[Dataset items]
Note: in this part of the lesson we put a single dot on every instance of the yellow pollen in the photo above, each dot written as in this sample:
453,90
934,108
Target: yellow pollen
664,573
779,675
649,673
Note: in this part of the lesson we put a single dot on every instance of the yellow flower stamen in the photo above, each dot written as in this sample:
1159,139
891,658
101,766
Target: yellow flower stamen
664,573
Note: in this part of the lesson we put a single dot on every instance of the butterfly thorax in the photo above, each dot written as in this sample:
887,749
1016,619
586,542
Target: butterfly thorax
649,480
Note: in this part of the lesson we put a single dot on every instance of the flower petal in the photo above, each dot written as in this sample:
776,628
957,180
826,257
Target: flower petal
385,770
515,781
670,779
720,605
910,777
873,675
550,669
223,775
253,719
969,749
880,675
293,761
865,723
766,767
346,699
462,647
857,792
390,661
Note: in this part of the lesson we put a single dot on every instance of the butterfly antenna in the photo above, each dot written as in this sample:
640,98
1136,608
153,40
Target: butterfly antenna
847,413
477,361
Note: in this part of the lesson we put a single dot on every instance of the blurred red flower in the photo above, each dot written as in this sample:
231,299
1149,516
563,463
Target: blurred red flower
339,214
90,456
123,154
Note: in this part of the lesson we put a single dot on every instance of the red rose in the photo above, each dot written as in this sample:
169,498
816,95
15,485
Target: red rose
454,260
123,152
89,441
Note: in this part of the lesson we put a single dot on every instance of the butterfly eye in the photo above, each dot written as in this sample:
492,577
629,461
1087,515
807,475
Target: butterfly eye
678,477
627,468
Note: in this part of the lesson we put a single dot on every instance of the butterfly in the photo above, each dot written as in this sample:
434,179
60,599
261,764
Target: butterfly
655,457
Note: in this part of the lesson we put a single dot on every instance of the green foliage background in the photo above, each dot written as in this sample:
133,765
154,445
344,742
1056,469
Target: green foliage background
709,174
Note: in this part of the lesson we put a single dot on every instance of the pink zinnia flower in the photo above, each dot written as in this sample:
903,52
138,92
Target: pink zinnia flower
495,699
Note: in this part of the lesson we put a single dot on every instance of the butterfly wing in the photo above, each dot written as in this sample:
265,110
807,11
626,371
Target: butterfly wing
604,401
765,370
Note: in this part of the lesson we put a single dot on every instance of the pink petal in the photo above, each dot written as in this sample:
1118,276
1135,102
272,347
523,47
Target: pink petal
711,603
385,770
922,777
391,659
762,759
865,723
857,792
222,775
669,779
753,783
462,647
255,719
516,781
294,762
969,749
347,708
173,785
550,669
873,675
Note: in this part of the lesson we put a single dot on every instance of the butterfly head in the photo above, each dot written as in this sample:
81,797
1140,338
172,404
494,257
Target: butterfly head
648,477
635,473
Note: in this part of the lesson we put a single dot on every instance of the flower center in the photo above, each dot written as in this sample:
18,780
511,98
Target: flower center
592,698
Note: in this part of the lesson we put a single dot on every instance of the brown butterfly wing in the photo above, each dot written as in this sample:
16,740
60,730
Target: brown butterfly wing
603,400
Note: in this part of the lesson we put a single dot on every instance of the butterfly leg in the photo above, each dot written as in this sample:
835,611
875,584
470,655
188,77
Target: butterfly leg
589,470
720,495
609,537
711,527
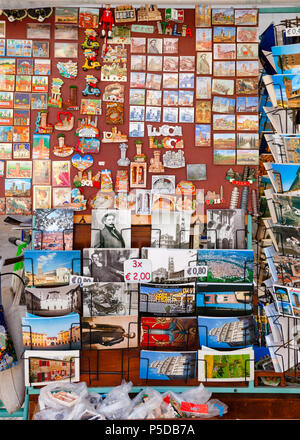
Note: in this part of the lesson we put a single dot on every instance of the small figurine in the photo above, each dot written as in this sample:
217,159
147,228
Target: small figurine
107,21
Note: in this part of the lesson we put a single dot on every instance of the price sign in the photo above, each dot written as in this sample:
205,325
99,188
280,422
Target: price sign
137,271
195,271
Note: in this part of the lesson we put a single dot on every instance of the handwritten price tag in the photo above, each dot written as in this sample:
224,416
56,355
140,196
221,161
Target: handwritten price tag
138,271
195,271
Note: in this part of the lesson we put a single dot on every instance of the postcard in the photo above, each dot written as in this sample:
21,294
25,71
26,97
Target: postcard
153,81
66,15
229,366
42,368
111,228
18,169
247,140
103,332
166,332
51,333
187,63
203,39
109,299
227,265
246,17
38,31
226,332
153,365
65,50
41,172
6,99
88,17
46,267
17,187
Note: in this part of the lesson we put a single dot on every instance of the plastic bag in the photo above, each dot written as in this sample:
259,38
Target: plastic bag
117,404
62,395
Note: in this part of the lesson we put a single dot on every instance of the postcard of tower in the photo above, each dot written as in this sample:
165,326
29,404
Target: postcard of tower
226,332
170,264
107,265
55,301
227,265
109,299
44,268
167,299
224,299
51,333
111,228
44,367
168,365
229,366
226,229
176,332
52,229
170,229
109,332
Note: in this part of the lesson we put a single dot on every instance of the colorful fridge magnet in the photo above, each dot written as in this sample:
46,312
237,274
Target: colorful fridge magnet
123,161
114,93
41,125
68,69
62,150
55,100
90,41
65,121
90,60
91,86
114,136
82,163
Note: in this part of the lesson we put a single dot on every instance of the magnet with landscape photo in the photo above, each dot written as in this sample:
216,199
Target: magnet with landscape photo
101,299
203,40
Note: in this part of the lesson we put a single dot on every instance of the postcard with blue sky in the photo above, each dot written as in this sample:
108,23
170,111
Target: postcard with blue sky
168,365
226,332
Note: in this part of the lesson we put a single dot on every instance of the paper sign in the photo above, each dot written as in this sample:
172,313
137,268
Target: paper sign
138,271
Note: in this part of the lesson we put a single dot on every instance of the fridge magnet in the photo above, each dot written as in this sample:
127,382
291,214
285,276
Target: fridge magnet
65,32
91,86
114,72
6,133
65,121
5,151
6,117
18,205
202,15
40,49
55,100
21,134
38,31
65,50
90,107
41,197
66,15
61,173
18,169
40,146
21,150
68,69
38,101
173,159
88,17
24,67
41,124
246,17
42,67
7,66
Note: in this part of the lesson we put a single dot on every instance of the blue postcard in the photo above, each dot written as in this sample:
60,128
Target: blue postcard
168,365
51,267
226,332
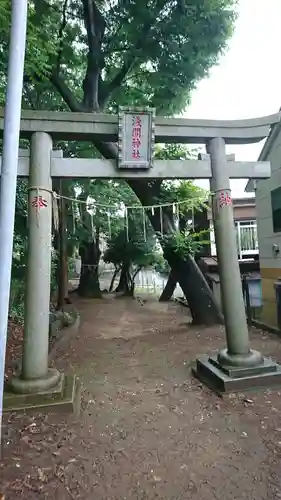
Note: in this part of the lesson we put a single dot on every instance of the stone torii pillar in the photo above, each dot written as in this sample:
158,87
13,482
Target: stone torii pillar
237,367
36,376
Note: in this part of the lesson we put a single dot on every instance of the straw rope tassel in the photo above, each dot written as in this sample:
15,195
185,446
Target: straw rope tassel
109,224
161,220
127,224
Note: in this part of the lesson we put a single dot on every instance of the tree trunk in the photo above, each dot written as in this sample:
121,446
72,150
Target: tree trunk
125,285
89,285
201,301
169,288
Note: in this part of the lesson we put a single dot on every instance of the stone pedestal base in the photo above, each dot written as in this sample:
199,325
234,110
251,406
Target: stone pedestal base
65,396
224,379
38,385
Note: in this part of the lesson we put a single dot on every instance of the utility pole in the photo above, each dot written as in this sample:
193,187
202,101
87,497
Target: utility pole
9,169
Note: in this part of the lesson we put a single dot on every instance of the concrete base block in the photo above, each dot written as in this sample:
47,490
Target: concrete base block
222,379
65,397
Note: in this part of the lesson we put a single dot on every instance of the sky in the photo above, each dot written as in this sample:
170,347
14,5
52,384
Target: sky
247,81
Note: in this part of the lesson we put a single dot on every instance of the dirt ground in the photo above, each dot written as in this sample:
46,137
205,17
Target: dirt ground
147,429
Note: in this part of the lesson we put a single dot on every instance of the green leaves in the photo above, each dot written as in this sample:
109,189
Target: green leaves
185,243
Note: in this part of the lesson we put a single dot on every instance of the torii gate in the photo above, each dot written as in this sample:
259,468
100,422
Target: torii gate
234,368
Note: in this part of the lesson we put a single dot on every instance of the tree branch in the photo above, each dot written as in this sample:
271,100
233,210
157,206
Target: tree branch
129,63
95,28
61,30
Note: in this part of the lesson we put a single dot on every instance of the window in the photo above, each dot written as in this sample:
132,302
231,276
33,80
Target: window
276,209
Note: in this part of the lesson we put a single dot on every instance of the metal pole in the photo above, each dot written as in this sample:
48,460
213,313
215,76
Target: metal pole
237,336
9,169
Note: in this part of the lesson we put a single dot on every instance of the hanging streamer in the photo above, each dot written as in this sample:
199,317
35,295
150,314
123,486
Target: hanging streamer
127,224
178,216
109,224
161,220
144,224
55,212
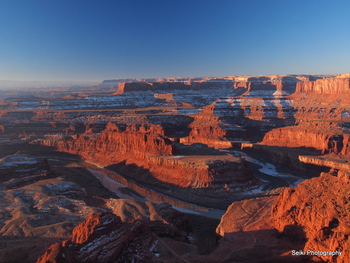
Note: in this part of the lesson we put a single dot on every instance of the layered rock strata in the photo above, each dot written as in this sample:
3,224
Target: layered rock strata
146,155
310,217
102,237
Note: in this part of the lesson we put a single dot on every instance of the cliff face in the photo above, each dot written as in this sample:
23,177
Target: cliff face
102,237
143,153
326,138
325,86
312,216
320,206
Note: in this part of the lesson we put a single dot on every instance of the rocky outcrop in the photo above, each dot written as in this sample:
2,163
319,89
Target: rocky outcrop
325,137
102,237
325,86
320,206
310,217
145,146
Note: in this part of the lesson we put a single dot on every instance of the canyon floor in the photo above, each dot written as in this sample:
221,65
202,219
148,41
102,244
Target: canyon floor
235,169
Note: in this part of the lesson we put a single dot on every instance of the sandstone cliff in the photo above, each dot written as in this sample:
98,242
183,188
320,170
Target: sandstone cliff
321,207
312,216
102,237
144,154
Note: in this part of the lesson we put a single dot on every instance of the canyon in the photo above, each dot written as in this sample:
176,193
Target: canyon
232,169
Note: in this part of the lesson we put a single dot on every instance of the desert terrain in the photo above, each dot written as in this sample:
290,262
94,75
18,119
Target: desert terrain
231,169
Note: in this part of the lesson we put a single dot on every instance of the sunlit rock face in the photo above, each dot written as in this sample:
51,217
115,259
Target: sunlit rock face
310,217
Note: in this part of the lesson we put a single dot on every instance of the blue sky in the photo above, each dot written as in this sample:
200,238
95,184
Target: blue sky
95,40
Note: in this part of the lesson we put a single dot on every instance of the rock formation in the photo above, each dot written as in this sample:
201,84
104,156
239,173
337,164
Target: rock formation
102,237
145,146
310,217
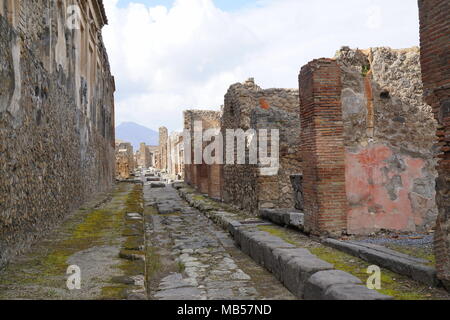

» EXERCISE DETAILS: Reproduce the records above exactly, but only from the line containing "Target: cliff face" through the last line, both included, and without any pictures.

» ANSWER SPACE:
Target: cliff face
102,237
143,153
326,138
325,86
312,216
320,206
Note: in this part of the lesson we put a single dot on every instance of the rocky outcrop in the photo above, each dot written as in this sample:
2,163
319,89
Target: rocky outcrop
325,137
102,237
325,86
320,206
310,217
145,146
Note: in this part of the lesson we put a single dot on every instance of the canyon floor in the photo above, each dot written as in this sample:
221,65
202,219
148,41
102,244
Target: canyon floor
235,169
Note: in this part of the lesson we put a single dot on every instance of the sandstone cliff in the photo above, each dot written as in this sample:
98,242
183,188
320,170
Target: sandstone cliff
321,207
312,216
102,237
144,154
Note: in this part of the lesson we put a single dot on every instance of the canyon in the photo above, each dot written as in this sample:
176,193
Target: canyon
232,169
Note: in this part of the lesson we put a single dot on every instance of the desert terrain in the photo above, each dot written as in this sample:
290,262
94,75
18,119
Target: desert terrain
231,169
Note: in this part of the lesson we put a single dot on every instance of the sunlit rock face in the photo above, each dot written as in this sample:
51,217
115,259
Target: sunlit rock face
310,217
Note: in this part of the lesson we put a single dot on every instance of the blue sky in the photo above, each dot written as in this sample:
200,238
95,184
Target: blue sky
95,40
Note: in this part of the lesson we put a single dot on every instance of the rock formation in the photo above, each dot written as in this sample:
201,84
104,156
239,173
337,164
Target: rock formation
102,237
145,146
310,217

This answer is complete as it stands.